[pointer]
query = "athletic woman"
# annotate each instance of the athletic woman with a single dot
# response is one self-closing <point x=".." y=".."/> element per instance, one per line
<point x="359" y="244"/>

____

REQUISITOS DO EXERCÍCIO |
Por favor, reproduza sem nenhuma alteração todas as linhas dos registros acima.

RESPOSTA CORRETA |
[pointer]
query = "athletic woman"
# annotate each instance of the athletic woman with a single dot
# response is one self-closing <point x=".." y=".."/> element per instance, one per line
<point x="359" y="244"/>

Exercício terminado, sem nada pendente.